Without further ado, let’s kick off round 2 of the Great Glibs Debate Series!  This sees Jarflax square off against PieInTheSky.  Topic as given:  Sensationalism aside, it does anecdotally seem that there is an increase in stories of adult female teachers having sexual liaisons male teenagers; this is a topic that always seems to sharply divide the Glibertariat whenever it comes up.  Many Glibs point out that male teenagers may, in fact, enjoy the affairs, while others argue that whether they enjoy it is irrelevant; still others bring up double standards if the genders were switched.  To me it brings up larger questions of age of consent and the vagueness inherent in making hard-and-fast laws to problems with fuzzy borders.  Thus, the topic is whether age of consent laws are, in and of themselves, ethical.  If so, why?  If not, why not?

Jarflax defends that they are ethical, PieInTheSky defends that they are not.
Age of consent laws are a human, and therefore imperfect, attempt to deal with a fundamental issue.  Ethical behavior is never a matter of divinely meeting a standard of absolute perfection; instead it is always the case that ethics are a matter of striving to be as close to the ideal as can be achieved. I argue that age of consent laws that are carefully crafted meet that test and are therefore ethical.

Sex is a very fundamental, and therefore very powerful thing.  People are as psychologically damaged by rape and abuse as they are by extreme violence. Children cannot protect themselves, and therefore need to be protected from sexual abuse.  Parents have primary responsibility for this protection. However, in order to preserve the peace and avoid vendettas we have delegated punishment of crime to Government.  This means that we have to either decide that sexual abuse of children is not a crime, or we have to craft laws that define sexual abuse.

Records of labeled points:
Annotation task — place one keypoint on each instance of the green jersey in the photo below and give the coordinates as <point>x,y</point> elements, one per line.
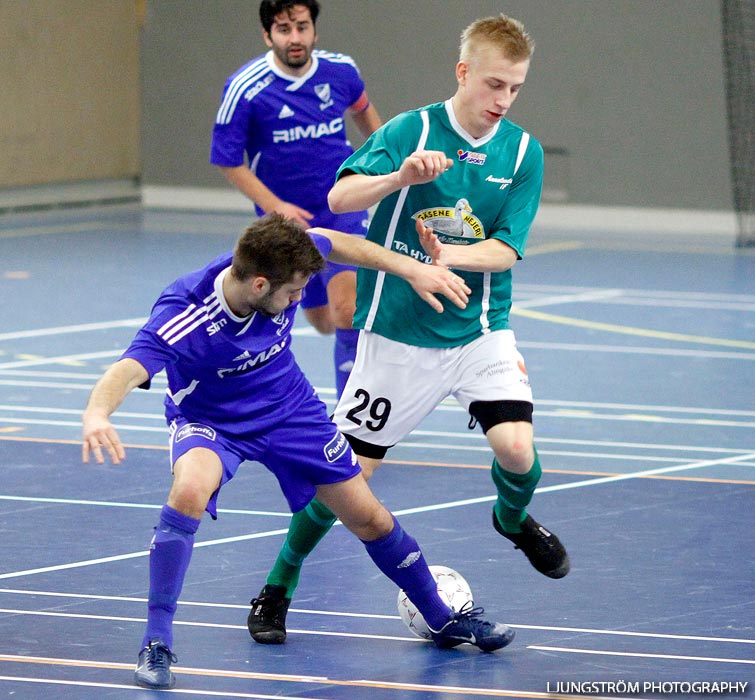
<point>492,191</point>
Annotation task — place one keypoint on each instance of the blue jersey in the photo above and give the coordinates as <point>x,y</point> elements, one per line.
<point>292,130</point>
<point>235,374</point>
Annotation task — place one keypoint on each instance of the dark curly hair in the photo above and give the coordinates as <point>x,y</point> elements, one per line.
<point>275,248</point>
<point>269,9</point>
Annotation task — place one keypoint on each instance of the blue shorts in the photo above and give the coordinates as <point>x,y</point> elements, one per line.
<point>303,452</point>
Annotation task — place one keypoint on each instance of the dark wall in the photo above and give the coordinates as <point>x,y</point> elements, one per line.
<point>631,90</point>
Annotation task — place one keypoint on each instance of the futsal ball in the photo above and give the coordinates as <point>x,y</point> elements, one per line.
<point>453,590</point>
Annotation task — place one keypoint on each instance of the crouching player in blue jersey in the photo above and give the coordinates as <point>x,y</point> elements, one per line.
<point>235,393</point>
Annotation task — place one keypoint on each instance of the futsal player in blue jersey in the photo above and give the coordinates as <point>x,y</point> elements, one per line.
<point>223,336</point>
<point>279,138</point>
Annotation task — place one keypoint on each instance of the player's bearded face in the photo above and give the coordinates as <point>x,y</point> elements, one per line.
<point>273,302</point>
<point>292,37</point>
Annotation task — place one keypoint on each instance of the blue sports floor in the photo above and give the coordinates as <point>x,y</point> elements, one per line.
<point>641,352</point>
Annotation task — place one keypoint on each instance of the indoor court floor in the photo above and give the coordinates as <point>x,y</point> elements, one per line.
<point>641,352</point>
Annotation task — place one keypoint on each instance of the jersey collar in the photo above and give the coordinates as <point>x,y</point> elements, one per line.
<point>459,129</point>
<point>218,285</point>
<point>295,82</point>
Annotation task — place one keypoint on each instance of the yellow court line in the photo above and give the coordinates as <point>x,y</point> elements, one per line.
<point>575,472</point>
<point>630,330</point>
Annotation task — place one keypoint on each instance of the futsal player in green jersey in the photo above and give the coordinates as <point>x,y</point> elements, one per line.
<point>455,184</point>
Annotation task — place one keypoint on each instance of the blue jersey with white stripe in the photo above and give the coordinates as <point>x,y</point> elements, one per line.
<point>291,129</point>
<point>235,374</point>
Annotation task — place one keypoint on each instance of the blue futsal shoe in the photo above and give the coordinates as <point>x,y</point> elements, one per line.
<point>153,667</point>
<point>467,627</point>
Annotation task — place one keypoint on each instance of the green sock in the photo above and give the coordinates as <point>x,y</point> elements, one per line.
<point>307,528</point>
<point>514,494</point>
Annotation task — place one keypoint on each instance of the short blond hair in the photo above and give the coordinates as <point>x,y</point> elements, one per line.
<point>501,32</point>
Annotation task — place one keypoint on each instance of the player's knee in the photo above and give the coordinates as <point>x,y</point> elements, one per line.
<point>515,456</point>
<point>189,496</point>
<point>342,313</point>
<point>491,413</point>
<point>378,523</point>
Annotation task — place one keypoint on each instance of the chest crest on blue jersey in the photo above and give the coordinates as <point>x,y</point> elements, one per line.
<point>471,157</point>
<point>323,92</point>
<point>452,224</point>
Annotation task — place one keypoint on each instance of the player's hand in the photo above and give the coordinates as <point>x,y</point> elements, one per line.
<point>98,433</point>
<point>431,243</point>
<point>291,211</point>
<point>429,280</point>
<point>422,167</point>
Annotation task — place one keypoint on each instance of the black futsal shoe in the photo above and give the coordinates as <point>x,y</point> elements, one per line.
<point>541,547</point>
<point>153,668</point>
<point>468,627</point>
<point>267,619</point>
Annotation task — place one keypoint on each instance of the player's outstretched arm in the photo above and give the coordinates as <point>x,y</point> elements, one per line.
<point>426,280</point>
<point>107,395</point>
<point>356,191</point>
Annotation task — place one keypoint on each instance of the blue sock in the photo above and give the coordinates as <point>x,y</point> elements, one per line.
<point>170,552</point>
<point>399,557</point>
<point>344,352</point>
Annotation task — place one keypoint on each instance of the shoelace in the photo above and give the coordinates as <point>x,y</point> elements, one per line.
<point>469,610</point>
<point>159,656</point>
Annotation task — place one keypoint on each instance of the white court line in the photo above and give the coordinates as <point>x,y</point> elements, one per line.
<point>135,555</point>
<point>405,511</point>
<point>372,616</point>
<point>80,328</point>
<point>122,504</point>
<point>118,686</point>
<point>597,443</point>
<point>643,655</point>
<point>449,404</point>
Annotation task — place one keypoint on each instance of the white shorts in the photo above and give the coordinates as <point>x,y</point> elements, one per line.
<point>394,386</point>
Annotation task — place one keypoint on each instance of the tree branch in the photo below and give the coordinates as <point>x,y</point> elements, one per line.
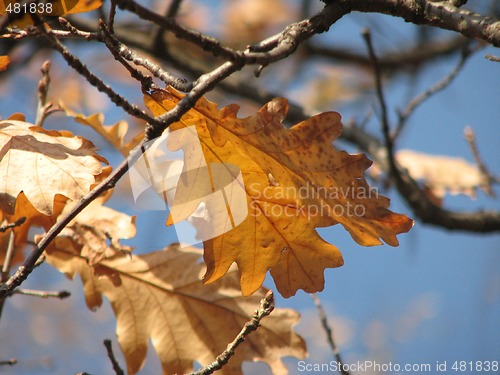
<point>439,14</point>
<point>266,308</point>
<point>329,334</point>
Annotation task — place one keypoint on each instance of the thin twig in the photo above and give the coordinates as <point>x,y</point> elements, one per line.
<point>493,58</point>
<point>9,255</point>
<point>17,223</point>
<point>111,19</point>
<point>76,64</point>
<point>43,89</point>
<point>43,294</point>
<point>487,177</point>
<point>9,362</point>
<point>205,42</point>
<point>266,307</point>
<point>329,334</point>
<point>5,272</point>
<point>440,85</point>
<point>120,50</point>
<point>146,81</point>
<point>381,98</point>
<point>116,366</point>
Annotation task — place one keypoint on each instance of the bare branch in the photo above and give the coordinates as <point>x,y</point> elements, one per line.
<point>17,223</point>
<point>116,366</point>
<point>329,334</point>
<point>493,58</point>
<point>266,308</point>
<point>10,362</point>
<point>439,14</point>
<point>76,64</point>
<point>405,58</point>
<point>43,294</point>
<point>485,173</point>
<point>441,85</point>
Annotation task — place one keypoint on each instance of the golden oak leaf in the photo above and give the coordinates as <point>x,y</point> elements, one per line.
<point>42,163</point>
<point>4,63</point>
<point>295,181</point>
<point>114,134</point>
<point>160,297</point>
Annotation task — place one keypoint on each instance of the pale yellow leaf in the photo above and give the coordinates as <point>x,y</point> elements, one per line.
<point>44,163</point>
<point>160,297</point>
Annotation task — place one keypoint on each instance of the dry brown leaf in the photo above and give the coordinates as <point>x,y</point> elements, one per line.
<point>160,297</point>
<point>295,181</point>
<point>42,163</point>
<point>97,229</point>
<point>442,174</point>
<point>114,134</point>
<point>55,8</point>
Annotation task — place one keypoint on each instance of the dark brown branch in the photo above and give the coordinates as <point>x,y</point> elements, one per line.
<point>17,223</point>
<point>439,14</point>
<point>10,362</point>
<point>382,102</point>
<point>77,65</point>
<point>266,308</point>
<point>329,334</point>
<point>405,58</point>
<point>441,85</point>
<point>116,366</point>
<point>43,294</point>
<point>493,58</point>
<point>146,81</point>
<point>205,42</point>
<point>487,177</point>
<point>118,48</point>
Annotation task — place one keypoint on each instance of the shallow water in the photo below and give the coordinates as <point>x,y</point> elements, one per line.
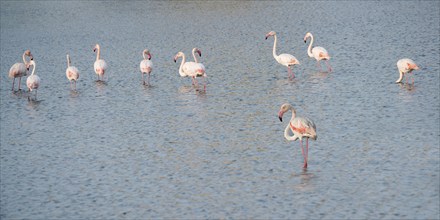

* [WHAT IS EXPECTED] Edit the debate post, beginning at the words "Jarflax defends that" and stopping after "are therefore ethical.", so that "imperfect" reads "flawed".

* [SOLUTION BELOW]
Jarflax defends that they are ethical, PieInTheSky defends that they are not.
Age of consent laws are a human, and therefore flawed, attempt to deal with a fundamental issue.  Ethical behavior is never a matter of divinely meeting a standard of absolute perfection; instead it is always the case that ethics are a matter of striving to be as close to the ideal as can be achieved. I argue that age of consent laws that are carefully crafted meet that test and are therefore ethical.